# [Task brief]
Copy the rows below word for word, from their first line through the line containing "x=392, y=227".

======== Records shown ========

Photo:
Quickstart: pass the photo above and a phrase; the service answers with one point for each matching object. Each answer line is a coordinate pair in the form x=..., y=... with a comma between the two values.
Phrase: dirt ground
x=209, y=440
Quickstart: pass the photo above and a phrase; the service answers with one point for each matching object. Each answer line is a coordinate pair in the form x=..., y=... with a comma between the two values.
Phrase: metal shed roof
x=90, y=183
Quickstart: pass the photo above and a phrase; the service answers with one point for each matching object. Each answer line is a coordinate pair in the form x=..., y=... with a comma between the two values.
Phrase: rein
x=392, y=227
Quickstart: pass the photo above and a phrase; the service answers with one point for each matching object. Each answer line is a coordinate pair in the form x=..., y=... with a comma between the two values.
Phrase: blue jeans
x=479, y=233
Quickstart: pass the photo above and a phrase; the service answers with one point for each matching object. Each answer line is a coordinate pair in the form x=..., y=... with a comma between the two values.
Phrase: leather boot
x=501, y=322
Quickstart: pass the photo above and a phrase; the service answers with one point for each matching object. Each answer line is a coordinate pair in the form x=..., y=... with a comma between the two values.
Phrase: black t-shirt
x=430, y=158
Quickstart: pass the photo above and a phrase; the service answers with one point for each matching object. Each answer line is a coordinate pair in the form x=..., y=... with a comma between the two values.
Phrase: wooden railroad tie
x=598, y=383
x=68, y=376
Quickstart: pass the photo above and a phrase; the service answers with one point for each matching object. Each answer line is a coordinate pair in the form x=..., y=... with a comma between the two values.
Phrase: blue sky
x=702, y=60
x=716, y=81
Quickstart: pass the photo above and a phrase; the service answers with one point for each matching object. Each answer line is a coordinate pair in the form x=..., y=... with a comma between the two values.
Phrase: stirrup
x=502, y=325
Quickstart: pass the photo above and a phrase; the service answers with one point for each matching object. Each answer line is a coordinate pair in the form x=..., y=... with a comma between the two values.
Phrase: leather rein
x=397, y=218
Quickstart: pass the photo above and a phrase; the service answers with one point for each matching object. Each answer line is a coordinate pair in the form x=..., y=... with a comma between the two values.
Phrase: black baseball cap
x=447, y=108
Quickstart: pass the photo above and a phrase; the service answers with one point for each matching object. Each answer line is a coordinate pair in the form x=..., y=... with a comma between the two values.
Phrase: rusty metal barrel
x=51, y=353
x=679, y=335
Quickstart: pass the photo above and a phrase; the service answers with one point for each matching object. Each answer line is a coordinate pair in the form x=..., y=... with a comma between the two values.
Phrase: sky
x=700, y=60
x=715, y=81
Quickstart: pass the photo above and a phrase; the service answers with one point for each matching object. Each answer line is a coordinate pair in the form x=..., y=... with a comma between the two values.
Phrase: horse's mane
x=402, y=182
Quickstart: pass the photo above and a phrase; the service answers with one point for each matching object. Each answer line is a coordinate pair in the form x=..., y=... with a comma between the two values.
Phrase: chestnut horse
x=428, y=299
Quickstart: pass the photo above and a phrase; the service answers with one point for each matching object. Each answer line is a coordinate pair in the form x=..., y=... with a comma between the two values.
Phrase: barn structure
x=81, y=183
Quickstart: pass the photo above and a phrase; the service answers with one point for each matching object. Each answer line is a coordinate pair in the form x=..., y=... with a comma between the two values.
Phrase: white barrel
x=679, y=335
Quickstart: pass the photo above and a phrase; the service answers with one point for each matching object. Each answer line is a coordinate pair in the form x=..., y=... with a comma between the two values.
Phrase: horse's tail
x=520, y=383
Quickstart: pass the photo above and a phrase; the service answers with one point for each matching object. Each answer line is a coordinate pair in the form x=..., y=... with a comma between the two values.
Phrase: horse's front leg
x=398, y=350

========

# [The solution]
Photo:
Quickstart: pass the photo above and a phrase; the service answers with one point for each matching object. Each answer line is a coordinate pair in the form x=..., y=... with a comma between the two values.
Phrase: dirt ground
x=209, y=440
Quickstart: pass the photo above and a phrase; the service answers with one point for each matching object. Each answer line is a coordinate pair in the form x=..., y=... with a comma between the two values.
Phrase: metal shed roof
x=90, y=183
Quickstart: pass the photo above and a phrase; the service answers with one point for each matching object. Each answer line is a coordinate pair in the form x=..., y=... with a comma between the two values.
Phrase: rein
x=392, y=227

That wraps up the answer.